BEGIN Text
OKLAHOMA CITY (AP) — Oklahoma is largely complying with federal mental health record-sharing standards regarding people prohibited from owning a firearm, but there are barriers that keep the state from releasing some information, a state official said.
The state meets record-sharing standards in nine of 10 categories of people barred from owning guns, but it will take legislative action to circumvent a state law that doesn’t allow the release of mental health records, she told The Oklahoman for Sunday’s editions.
“There’s a need to make sure that Department of Mental Health can transfer information to the courts,” Fudge said. “And then there’s the issue of the courts. … They don’t have an integrated court management system. So we have several areas of blockage, and we’re trying to address those barriers and move forward.”
Last month, federal prosecutors charged a Woodward teenager who had been committed to a mental institution with unlawful possession of firearms and making false statements with respect to purchase of firearms after he bought a shotgun and a rifle from a licensed dealer.
A taxi driver told authorities the teen asked him questions about how to hide bodies and avoid extradition before and after the deadly movie theater shootings in Colorado.
Federal and state law prohibits the sale of firearms to people who have been adjudicated by a court as mentally incompetent. The teen self-reported his mental health history on a paper form, where he allegedly lied.
According to a 2011 report by the gun control advocacy group, Mayors Against Illegal Guns, Oklahoma lags behind other states in supplying mental health records to the national database used for these types of background checks. Though federal law attempts to motivate states to submit these records to the National Instant Criminal Background Check System (NICS), Oklahoma has only sent three mental health records since 2009, the group reported.
Although the state Mental Health and Substance Abuse Department maintains a records database of individuals who have been involuntarily committed to a state hospital, it doesn’t include private hospital records and is only accessible by law enforcement during background checks for concealed carry permit applications.
Federal checks on gun buyers are conducted at the point of purchase by a clerk who runs application information by a NICS operator via telephone.
END Text
- **Task instructions**:
A - Answer these questions using the article on Oklahoma's gun background checks:
(i) In how many of the 10 categories of people barred from owning guns does the state meet record-sharing standards?
(ii) What did the Woodward teenager buy from a licensed dealer?
(iii) According to the gun control advocacy group, how many mental health records has Oklahoma sent since 2009?
B - Output the part of the article starting at "A taxi driver" and ending at "shootings in Colorado.", copied exactly.
The items have no connection to the article.
BEGIN Extracted information
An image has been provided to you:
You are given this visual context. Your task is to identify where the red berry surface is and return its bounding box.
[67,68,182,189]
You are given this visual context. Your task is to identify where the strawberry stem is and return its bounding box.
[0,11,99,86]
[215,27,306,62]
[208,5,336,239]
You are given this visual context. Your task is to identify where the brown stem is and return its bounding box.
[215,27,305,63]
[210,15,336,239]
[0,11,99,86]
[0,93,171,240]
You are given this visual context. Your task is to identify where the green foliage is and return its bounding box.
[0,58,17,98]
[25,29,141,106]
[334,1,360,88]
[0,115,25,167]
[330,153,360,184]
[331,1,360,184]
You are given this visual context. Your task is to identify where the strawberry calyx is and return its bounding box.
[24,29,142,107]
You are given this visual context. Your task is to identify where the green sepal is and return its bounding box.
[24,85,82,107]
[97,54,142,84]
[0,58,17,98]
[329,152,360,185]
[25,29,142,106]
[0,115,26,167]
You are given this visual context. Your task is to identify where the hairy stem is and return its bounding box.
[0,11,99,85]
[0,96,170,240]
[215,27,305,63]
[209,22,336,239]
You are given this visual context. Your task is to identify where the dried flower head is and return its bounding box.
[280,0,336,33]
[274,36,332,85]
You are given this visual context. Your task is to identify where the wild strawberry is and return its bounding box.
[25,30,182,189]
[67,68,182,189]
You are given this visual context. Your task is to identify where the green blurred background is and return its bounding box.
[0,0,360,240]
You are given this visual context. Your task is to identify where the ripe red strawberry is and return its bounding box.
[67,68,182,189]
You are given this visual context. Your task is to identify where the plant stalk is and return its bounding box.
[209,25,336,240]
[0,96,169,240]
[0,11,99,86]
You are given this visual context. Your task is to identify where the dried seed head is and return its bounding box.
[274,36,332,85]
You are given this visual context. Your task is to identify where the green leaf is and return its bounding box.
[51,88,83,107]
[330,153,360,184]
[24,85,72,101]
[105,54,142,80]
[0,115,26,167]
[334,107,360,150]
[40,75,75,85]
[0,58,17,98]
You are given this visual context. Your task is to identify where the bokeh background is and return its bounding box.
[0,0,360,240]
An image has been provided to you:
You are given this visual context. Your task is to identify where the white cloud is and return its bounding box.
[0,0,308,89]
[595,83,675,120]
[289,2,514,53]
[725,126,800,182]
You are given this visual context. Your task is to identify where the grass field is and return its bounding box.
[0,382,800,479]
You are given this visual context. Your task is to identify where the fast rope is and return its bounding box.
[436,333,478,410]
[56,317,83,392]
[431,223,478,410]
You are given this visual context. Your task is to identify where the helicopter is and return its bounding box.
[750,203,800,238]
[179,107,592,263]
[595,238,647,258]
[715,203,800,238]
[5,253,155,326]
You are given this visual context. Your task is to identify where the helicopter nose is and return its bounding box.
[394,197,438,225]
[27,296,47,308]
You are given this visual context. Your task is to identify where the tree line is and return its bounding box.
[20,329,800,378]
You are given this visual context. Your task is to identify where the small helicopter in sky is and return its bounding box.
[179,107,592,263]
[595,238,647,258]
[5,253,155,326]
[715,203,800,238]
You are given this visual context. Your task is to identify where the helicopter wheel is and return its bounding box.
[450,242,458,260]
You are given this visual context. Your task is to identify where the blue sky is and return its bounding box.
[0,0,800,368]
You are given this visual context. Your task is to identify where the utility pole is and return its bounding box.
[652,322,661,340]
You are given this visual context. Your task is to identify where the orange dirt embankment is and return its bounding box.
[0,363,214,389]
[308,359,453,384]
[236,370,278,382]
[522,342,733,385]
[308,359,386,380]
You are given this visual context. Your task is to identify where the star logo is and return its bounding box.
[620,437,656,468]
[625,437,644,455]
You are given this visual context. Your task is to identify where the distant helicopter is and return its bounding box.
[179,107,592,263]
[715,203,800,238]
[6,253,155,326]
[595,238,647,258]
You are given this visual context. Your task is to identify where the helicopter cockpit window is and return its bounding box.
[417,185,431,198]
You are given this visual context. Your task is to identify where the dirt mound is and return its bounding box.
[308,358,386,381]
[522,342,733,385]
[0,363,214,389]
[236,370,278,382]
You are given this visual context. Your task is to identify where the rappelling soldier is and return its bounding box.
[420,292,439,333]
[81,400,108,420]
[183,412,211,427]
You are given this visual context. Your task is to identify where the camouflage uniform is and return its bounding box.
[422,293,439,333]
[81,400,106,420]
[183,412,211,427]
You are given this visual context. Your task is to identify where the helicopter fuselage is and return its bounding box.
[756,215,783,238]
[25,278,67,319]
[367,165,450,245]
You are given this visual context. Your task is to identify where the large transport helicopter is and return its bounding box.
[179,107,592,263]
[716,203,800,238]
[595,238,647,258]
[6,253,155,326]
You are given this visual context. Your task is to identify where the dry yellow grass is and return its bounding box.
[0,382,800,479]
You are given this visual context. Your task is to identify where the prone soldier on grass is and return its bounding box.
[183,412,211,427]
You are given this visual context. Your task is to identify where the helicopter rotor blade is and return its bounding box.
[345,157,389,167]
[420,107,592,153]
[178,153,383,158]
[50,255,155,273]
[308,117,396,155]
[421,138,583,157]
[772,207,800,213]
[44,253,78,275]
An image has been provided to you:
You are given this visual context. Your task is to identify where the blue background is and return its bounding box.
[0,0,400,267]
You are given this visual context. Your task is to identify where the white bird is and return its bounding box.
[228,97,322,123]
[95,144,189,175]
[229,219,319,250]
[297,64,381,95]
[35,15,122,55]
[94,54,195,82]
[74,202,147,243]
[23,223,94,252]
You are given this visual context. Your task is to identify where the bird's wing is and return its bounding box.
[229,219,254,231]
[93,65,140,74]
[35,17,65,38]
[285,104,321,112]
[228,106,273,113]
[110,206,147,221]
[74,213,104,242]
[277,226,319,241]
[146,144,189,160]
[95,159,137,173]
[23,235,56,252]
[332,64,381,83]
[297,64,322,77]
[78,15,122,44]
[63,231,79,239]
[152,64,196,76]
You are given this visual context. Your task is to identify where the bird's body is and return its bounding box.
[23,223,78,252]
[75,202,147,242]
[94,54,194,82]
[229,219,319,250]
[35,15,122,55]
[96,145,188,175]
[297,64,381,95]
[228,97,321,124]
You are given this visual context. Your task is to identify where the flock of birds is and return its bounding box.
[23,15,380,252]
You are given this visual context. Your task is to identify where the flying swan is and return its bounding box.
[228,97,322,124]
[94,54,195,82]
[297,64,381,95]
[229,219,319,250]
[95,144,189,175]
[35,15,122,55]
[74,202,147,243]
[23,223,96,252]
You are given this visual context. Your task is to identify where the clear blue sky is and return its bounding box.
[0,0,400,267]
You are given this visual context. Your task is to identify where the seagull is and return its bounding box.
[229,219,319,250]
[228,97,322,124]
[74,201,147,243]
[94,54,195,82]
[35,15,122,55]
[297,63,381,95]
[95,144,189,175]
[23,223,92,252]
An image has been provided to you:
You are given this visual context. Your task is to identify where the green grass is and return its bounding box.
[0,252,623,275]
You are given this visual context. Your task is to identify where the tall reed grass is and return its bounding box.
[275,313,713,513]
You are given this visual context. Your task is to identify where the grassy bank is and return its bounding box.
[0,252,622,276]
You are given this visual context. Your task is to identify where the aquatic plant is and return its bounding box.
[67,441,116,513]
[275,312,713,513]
END Extracted information
- **Outputs in order**:
A -
(i) Nine
(ii) A shotgun and a rifle
(iii) Three

B -
A taxi driver told authorities the teen asked him questions about how to hide bodies and avoid extradition before and after the deadly movie theater shootings in Colorado.